[Start]

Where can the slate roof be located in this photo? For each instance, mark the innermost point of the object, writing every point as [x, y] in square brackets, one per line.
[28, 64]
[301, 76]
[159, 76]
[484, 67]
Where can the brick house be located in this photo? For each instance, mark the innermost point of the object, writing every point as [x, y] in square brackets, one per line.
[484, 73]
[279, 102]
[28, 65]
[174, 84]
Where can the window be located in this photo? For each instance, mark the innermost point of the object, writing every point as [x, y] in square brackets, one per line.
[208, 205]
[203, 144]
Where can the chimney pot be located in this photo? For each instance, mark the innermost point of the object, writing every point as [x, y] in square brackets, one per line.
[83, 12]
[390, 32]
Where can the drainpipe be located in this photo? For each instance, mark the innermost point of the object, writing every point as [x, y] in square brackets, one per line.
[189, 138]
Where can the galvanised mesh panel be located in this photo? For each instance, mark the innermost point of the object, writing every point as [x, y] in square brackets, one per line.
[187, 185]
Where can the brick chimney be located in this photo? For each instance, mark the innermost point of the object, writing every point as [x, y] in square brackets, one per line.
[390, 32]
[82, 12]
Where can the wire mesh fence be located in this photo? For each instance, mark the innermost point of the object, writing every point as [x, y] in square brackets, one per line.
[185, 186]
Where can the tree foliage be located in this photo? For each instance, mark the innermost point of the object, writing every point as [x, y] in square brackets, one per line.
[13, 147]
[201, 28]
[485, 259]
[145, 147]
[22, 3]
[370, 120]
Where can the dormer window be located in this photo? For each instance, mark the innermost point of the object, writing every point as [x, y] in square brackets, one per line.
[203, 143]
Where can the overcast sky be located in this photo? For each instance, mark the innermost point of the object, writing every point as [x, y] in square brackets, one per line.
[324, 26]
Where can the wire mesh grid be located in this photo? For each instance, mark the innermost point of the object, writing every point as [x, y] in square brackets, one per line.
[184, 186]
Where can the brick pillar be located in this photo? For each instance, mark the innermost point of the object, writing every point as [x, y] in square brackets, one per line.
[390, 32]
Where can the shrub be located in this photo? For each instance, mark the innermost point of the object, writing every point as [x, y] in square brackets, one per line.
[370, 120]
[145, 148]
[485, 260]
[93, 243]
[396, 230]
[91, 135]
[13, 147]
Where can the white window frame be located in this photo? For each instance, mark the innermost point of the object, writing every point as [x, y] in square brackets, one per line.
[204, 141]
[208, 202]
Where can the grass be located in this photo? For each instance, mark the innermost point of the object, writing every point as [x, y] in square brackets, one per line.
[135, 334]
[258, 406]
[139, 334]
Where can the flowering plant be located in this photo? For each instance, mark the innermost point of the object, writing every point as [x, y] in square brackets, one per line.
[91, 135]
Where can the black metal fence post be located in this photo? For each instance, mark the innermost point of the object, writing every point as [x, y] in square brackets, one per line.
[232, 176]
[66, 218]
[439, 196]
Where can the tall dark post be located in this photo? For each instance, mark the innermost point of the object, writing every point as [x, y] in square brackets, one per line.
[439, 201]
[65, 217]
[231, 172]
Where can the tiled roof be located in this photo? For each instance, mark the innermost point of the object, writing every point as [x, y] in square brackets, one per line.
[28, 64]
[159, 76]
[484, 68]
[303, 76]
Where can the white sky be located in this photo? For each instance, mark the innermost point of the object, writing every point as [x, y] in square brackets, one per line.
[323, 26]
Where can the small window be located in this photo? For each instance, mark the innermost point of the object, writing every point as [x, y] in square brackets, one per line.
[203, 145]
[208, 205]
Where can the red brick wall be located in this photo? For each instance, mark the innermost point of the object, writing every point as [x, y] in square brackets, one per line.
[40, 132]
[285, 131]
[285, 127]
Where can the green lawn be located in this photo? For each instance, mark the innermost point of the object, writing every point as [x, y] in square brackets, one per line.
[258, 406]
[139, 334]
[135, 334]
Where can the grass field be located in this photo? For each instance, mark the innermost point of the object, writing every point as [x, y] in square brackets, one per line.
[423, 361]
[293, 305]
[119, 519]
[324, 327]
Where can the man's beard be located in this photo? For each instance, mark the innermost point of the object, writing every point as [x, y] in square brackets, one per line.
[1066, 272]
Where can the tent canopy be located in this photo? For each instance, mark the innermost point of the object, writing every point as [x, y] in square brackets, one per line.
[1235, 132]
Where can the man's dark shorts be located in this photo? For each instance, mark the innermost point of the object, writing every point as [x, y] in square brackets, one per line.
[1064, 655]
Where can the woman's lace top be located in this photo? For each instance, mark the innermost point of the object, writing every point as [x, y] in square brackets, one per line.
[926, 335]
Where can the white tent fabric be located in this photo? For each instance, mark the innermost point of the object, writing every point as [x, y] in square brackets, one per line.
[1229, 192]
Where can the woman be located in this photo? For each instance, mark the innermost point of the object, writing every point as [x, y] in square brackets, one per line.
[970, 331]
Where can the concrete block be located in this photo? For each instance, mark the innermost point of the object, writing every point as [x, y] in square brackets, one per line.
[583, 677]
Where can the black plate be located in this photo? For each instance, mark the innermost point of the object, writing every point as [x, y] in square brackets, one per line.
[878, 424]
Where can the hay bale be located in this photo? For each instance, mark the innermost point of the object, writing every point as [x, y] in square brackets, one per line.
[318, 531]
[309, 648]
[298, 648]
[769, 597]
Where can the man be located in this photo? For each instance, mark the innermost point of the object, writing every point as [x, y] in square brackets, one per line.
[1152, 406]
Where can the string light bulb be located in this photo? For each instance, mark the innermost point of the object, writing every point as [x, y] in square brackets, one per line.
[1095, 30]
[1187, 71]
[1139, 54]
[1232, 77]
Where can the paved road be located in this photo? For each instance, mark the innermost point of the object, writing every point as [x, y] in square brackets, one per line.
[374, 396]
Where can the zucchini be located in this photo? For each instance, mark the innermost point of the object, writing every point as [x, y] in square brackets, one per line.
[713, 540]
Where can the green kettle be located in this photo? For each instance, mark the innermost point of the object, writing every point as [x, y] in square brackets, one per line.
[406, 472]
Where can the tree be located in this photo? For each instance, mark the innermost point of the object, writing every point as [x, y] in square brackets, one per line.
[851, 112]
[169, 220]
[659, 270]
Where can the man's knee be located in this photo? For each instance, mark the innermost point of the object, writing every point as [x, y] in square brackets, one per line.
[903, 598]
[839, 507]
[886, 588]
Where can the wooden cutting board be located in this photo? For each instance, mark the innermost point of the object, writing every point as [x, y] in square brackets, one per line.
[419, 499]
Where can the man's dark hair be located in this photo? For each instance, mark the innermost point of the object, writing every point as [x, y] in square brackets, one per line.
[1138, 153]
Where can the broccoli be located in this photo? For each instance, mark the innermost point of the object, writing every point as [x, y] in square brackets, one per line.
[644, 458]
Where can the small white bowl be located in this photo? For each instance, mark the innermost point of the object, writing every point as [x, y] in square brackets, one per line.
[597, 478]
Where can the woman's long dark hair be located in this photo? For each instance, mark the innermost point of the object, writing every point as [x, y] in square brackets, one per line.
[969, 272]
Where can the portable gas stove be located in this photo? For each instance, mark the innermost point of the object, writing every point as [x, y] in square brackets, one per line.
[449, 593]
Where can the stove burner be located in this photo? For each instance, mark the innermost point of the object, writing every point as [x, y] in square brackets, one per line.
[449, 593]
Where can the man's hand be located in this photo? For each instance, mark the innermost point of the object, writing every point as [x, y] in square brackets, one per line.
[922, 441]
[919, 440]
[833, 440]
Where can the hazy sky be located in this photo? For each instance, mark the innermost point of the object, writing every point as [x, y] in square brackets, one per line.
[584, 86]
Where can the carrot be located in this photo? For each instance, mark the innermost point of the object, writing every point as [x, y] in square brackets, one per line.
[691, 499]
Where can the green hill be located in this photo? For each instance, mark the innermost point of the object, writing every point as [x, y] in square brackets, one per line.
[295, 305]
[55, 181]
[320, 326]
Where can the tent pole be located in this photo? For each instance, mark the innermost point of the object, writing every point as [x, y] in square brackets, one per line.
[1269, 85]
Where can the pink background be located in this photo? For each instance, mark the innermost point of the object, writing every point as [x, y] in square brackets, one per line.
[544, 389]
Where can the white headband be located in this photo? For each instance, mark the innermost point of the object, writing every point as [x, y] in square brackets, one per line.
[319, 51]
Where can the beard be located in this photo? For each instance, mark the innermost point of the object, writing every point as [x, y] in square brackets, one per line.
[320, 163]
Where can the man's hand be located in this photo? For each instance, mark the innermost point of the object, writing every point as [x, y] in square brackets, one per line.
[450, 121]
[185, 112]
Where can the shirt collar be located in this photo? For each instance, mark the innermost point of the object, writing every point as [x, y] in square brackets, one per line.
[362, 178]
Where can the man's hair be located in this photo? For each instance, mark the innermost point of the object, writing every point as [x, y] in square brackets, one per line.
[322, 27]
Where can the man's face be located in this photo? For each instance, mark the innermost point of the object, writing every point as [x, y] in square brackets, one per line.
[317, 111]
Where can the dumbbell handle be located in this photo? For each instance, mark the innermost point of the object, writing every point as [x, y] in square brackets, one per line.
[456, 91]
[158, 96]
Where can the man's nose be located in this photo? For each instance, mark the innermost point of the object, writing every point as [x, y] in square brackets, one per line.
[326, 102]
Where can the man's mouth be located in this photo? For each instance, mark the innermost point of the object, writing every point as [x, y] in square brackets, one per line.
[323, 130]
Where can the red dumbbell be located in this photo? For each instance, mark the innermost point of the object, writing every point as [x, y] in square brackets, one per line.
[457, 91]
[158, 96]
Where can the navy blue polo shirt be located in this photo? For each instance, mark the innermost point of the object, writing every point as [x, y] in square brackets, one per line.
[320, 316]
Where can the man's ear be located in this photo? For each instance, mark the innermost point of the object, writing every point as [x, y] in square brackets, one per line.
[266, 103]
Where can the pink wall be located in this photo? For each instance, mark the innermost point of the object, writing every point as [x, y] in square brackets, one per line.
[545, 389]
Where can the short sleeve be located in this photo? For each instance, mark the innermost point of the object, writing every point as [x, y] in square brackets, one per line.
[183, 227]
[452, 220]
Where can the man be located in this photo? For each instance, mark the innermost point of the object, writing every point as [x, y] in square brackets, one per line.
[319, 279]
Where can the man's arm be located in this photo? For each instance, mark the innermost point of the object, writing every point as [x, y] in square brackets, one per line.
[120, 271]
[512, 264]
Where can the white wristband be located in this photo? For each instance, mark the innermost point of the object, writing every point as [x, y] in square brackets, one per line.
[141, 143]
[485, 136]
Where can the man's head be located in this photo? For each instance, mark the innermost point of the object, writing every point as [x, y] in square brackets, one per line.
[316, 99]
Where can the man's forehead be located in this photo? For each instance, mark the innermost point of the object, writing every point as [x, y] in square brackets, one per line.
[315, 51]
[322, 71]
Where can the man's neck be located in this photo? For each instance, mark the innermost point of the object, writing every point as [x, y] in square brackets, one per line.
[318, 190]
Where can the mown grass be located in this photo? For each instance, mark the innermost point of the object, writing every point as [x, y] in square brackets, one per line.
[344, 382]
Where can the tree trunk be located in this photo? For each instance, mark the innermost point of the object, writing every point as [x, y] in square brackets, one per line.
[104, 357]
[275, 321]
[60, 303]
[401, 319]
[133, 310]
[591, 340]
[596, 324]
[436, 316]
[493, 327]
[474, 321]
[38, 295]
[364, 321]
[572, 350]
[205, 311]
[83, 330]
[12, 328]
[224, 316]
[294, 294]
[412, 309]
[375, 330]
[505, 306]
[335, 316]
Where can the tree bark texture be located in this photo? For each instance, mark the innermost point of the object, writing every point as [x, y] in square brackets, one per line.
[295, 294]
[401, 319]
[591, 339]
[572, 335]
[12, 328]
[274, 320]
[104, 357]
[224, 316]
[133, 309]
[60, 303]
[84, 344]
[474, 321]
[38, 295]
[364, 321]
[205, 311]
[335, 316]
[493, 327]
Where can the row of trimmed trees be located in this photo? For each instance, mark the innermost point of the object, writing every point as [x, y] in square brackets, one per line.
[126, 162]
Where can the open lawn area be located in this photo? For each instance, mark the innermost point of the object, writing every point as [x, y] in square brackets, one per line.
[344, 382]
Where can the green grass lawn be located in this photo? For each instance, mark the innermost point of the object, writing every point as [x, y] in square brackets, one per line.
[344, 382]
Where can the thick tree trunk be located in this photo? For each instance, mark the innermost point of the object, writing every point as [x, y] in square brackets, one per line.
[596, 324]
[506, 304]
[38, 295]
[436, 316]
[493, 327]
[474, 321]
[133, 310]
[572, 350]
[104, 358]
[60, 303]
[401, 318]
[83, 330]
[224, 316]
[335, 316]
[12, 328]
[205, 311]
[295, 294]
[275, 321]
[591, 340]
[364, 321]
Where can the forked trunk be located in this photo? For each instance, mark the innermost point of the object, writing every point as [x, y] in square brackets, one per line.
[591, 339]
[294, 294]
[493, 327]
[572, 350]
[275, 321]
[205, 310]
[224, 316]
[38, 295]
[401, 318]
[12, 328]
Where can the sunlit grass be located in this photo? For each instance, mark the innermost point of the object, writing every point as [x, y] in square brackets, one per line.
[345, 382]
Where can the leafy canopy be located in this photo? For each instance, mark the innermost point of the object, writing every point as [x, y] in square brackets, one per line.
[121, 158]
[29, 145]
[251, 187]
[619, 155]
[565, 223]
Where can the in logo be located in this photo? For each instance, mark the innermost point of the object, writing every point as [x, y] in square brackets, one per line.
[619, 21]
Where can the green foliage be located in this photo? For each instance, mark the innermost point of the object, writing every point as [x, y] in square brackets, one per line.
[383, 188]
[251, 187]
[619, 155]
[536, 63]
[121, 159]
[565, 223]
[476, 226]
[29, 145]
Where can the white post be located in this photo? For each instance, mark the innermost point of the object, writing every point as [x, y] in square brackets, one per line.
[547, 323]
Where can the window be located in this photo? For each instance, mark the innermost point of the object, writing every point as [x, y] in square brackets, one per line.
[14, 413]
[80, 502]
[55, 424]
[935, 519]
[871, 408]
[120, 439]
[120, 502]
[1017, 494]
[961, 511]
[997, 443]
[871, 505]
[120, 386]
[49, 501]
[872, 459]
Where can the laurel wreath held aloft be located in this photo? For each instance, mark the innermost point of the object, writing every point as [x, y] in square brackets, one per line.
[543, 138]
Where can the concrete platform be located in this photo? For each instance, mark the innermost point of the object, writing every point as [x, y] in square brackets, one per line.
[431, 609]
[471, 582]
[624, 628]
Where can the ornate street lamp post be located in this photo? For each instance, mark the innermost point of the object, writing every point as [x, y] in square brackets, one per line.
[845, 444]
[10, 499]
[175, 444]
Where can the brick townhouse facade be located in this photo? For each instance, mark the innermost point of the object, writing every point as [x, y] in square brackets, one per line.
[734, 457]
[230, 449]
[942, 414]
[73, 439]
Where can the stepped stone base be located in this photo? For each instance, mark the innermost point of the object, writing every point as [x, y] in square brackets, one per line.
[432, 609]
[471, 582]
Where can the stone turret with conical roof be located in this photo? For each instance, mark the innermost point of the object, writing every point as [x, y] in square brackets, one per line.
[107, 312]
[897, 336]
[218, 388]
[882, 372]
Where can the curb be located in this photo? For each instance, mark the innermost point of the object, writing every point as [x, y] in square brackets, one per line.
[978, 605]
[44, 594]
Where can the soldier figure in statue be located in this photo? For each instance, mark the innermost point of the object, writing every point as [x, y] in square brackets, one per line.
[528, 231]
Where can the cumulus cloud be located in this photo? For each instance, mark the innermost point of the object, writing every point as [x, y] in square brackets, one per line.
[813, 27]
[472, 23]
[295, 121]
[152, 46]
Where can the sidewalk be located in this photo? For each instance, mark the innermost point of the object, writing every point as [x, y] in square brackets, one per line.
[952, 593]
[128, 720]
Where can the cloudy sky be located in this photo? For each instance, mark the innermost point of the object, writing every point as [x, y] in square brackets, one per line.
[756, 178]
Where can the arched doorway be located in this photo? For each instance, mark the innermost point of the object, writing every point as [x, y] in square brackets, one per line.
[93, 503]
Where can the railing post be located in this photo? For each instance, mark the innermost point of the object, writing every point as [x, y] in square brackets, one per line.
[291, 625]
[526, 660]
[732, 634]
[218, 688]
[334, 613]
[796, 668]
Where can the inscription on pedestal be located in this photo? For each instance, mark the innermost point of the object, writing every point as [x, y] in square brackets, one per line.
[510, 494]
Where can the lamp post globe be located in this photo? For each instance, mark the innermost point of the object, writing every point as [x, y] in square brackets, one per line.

[End]

## [STATED GOAL]
Begin with the line that contains "Where can the railing" and set down each line exactly until the records above end, including the final line.

## [FINISHED TASK]
Where can the railing post be located in this photo? For each instance, mark the innermost point of the object, writing every point as [x, y] in square brackets, one per line.
[291, 625]
[526, 660]
[732, 634]
[218, 688]
[334, 613]
[796, 668]
Where can the inscription on pedestal be located in this photo? For each instance, mark the innermost point of the object, writing every point as [x, y] in square brackets, one per line.
[510, 494]
Where can the lamp post globe be located in this photo? For each instance, mark the innermost point of the object, writing every point as [x, y] in square brackets, one per line.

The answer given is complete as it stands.